## Dataset entries
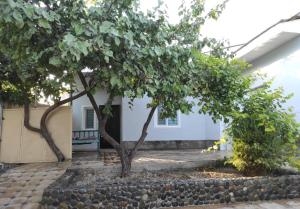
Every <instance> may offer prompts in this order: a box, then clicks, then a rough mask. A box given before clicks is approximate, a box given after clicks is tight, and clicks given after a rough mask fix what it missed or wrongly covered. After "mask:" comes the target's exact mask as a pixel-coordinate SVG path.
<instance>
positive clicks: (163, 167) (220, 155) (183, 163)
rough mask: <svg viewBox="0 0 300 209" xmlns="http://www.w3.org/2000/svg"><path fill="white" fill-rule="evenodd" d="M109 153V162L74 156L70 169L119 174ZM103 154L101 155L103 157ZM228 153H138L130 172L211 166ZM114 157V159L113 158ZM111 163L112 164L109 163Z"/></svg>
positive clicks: (116, 163)
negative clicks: (89, 169) (106, 172)
mask: <svg viewBox="0 0 300 209" xmlns="http://www.w3.org/2000/svg"><path fill="white" fill-rule="evenodd" d="M104 152H110V155H112V156H111V160H104V161H103V160H102V159H101V160H99V159H97V157H96V155H94V156H93V155H92V154H90V153H81V154H80V155H77V156H74V159H73V164H72V168H93V169H97V170H98V171H103V174H104V175H105V172H108V173H110V172H120V164H119V163H116V162H118V157H117V154H116V153H115V154H114V153H113V152H114V151H113V150H105V151H104ZM103 154H105V153H103V151H102V154H101V155H103ZM229 155H230V153H228V152H225V151H222V152H221V151H218V152H202V151H201V150H198V149H194V150H155V151H154V150H151V151H150V150H149V151H139V152H138V154H137V156H136V157H135V158H134V159H133V162H132V172H140V171H143V170H149V171H156V170H170V169H183V168H196V167H200V166H207V165H212V164H213V163H215V162H216V161H217V160H221V159H224V157H225V156H227V157H228V156H229ZM114 156H115V157H114ZM109 161H111V162H112V163H109Z"/></svg>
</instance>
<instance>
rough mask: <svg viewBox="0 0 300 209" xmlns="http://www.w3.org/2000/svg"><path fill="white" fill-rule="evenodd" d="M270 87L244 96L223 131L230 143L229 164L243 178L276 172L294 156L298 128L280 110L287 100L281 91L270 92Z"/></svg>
mask: <svg viewBox="0 0 300 209" xmlns="http://www.w3.org/2000/svg"><path fill="white" fill-rule="evenodd" d="M270 84H271V83H266V84H265V85H264V86H262V87H261V88H258V89H255V90H253V91H249V92H248V93H247V95H245V97H244V98H243V100H242V101H241V104H240V105H241V106H240V110H239V111H236V112H234V113H233V114H232V121H231V122H230V124H229V126H228V129H227V134H228V136H229V137H230V138H231V139H232V141H233V156H232V158H231V159H230V160H229V163H231V164H233V165H234V166H235V167H236V168H237V169H238V170H239V171H242V172H243V173H245V174H247V175H258V174H263V173H266V172H268V171H271V170H273V169H276V168H279V167H281V166H283V165H284V164H285V163H287V162H289V161H290V160H291V159H293V158H294V157H295V155H296V151H297V139H299V124H297V123H296V121H295V119H294V115H293V114H292V113H291V110H290V109H289V110H287V109H286V108H284V107H283V106H282V105H284V104H285V103H286V101H287V99H289V98H290V96H283V91H282V89H275V90H271V89H270Z"/></svg>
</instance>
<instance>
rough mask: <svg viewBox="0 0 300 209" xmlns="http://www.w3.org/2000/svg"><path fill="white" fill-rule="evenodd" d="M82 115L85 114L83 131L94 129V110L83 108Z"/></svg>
mask: <svg viewBox="0 0 300 209" xmlns="http://www.w3.org/2000/svg"><path fill="white" fill-rule="evenodd" d="M84 113H85V115H84V119H85V120H84V128H85V129H94V128H95V118H94V109H92V108H85V109H84Z"/></svg>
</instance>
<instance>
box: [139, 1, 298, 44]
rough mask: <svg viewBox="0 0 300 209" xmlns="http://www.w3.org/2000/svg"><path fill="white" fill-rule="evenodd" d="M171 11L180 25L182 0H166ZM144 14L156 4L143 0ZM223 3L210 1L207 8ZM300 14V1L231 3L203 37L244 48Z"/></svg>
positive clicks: (142, 4)
mask: <svg viewBox="0 0 300 209" xmlns="http://www.w3.org/2000/svg"><path fill="white" fill-rule="evenodd" d="M162 1H163V2H164V3H165V4H166V5H167V8H168V14H169V18H170V21H171V22H176V21H178V16H177V11H178V7H179V6H180V4H181V2H182V0H162ZM140 2H141V7H142V10H144V11H146V10H147V9H151V8H152V7H153V6H155V5H156V4H157V1H156V0H140ZM220 2H221V1H220V0H206V4H207V8H211V7H213V6H214V5H216V4H218V3H220ZM298 12H300V0H229V2H228V3H227V5H226V8H225V10H224V12H223V13H222V15H221V17H220V18H219V19H218V20H217V21H209V22H207V23H206V24H205V26H204V28H203V30H202V34H204V35H206V36H208V37H213V38H217V39H219V40H220V39H222V40H228V41H229V42H230V45H235V44H243V43H245V42H247V41H248V40H250V39H251V38H253V37H254V36H255V35H257V34H258V33H260V32H261V31H263V30H264V29H266V28H267V27H269V26H270V25H272V24H274V23H276V22H277V21H279V20H280V19H283V18H289V17H291V16H293V15H294V14H296V13H298Z"/></svg>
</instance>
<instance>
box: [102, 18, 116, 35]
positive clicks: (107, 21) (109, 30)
mask: <svg viewBox="0 0 300 209" xmlns="http://www.w3.org/2000/svg"><path fill="white" fill-rule="evenodd" d="M113 25H114V24H113V23H112V22H109V21H104V22H103V23H102V24H101V26H100V32H101V33H108V32H110V29H111V27H112V26H113Z"/></svg>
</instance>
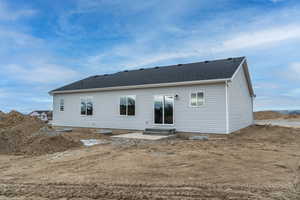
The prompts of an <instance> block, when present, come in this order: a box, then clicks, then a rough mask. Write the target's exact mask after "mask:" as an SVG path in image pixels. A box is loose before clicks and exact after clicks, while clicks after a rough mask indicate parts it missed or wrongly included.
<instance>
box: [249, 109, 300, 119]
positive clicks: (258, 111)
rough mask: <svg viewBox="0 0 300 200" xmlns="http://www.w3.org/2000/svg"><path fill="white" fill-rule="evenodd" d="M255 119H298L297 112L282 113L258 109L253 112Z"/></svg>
mask: <svg viewBox="0 0 300 200" xmlns="http://www.w3.org/2000/svg"><path fill="white" fill-rule="evenodd" d="M254 118H255V119H256V120H267V119H289V120H293V119H296V120H300V115H299V114H282V113H279V112H275V111H258V112H255V113H254Z"/></svg>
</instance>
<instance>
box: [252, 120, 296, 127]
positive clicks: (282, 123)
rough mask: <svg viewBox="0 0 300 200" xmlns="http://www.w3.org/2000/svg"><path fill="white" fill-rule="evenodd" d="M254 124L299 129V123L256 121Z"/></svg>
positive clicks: (295, 122)
mask: <svg viewBox="0 0 300 200" xmlns="http://www.w3.org/2000/svg"><path fill="white" fill-rule="evenodd" d="M255 124H257V125H273V126H282V127H289V128H300V121H289V120H256V121H255Z"/></svg>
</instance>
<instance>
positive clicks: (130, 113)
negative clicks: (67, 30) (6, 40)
mask: <svg viewBox="0 0 300 200" xmlns="http://www.w3.org/2000/svg"><path fill="white" fill-rule="evenodd" d="M50 94H51V95H53V122H52V124H53V125H54V126H72V127H93V128H113V129H135V130H143V129H145V128H174V129H176V130H177V131H182V132H199V133H231V132H233V131H236V130H238V129H241V128H244V127H247V126H249V125H251V124H253V98H254V96H255V95H254V91H253V88H252V84H251V79H250V75H249V71H248V65H247V61H246V58H245V57H238V58H228V59H222V60H214V61H204V62H197V63H189V64H177V65H172V66H164V67H153V68H145V69H144V68H141V69H136V70H130V71H128V70H125V71H122V72H117V73H114V74H104V75H97V76H91V77H88V78H85V79H83V80H80V81H77V82H74V83H71V84H69V85H66V86H63V87H61V88H58V89H55V90H52V91H51V92H50Z"/></svg>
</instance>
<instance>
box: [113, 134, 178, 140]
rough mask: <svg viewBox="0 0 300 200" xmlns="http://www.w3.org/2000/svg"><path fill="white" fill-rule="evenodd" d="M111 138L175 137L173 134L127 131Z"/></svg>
mask: <svg viewBox="0 0 300 200" xmlns="http://www.w3.org/2000/svg"><path fill="white" fill-rule="evenodd" d="M111 137H112V138H124V139H140V140H162V139H167V138H172V137H175V135H144V134H143V133H142V132H136V133H128V134H121V135H115V136H111Z"/></svg>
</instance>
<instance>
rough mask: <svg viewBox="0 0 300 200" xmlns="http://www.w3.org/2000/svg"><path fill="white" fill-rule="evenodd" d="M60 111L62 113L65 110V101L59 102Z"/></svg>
mask: <svg viewBox="0 0 300 200" xmlns="http://www.w3.org/2000/svg"><path fill="white" fill-rule="evenodd" d="M59 110H60V111H64V110H65V101H64V99H60V101H59Z"/></svg>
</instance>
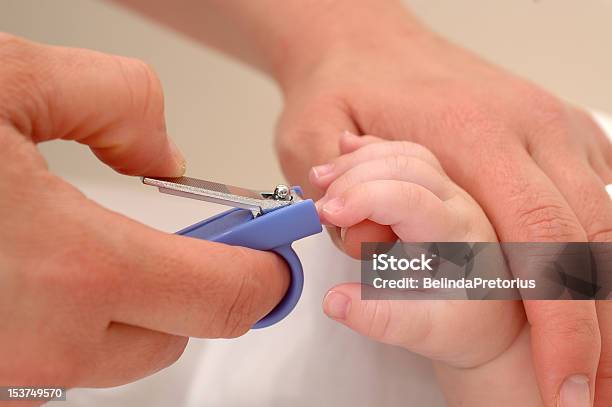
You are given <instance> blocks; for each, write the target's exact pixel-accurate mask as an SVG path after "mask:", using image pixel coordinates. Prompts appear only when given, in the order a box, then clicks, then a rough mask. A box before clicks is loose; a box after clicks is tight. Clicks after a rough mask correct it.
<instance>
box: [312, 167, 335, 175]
mask: <svg viewBox="0 0 612 407" xmlns="http://www.w3.org/2000/svg"><path fill="white" fill-rule="evenodd" d="M333 169H334V165H333V164H323V165H318V166H316V167H312V170H311V172H312V175H314V177H315V178H321V177H324V176H326V175H328V174H331V172H332V171H333Z"/></svg>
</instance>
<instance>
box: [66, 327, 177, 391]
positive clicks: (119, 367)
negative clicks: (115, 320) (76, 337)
mask: <svg viewBox="0 0 612 407" xmlns="http://www.w3.org/2000/svg"><path fill="white" fill-rule="evenodd" d="M187 342H188V338H186V337H183V336H176V335H168V334H165V333H162V332H158V331H151V330H149V329H145V328H140V327H137V326H131V325H125V324H120V323H111V324H110V325H109V327H108V328H107V330H106V332H105V333H104V335H102V336H101V338H100V342H99V343H92V344H90V349H89V352H90V353H89V358H88V359H87V360H88V362H87V363H81V364H78V365H77V366H79V368H78V370H79V371H78V373H77V374H75V375H74V376H73V377H74V380H75V381H74V382H69V383H62V384H63V385H64V386H68V387H113V386H118V385H121V384H124V383H131V382H133V381H135V380H138V379H140V378H142V377H146V376H149V375H151V374H153V373H155V372H157V371H159V370H161V369H163V368H166V367H168V366H170V365H171V364H173V363H174V362H176V361H177V360H178V358H179V357H180V356H181V355H182V353H183V351H184V350H185V347H186V346H187Z"/></svg>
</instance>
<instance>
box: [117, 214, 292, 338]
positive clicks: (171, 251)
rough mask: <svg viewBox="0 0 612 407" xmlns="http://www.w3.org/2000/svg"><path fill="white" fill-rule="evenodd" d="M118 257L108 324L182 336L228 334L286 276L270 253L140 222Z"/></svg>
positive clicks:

## Assignment
Going through the entries above line by line, work out how many lines include the word "tight". Only the number is required.

## Result below
2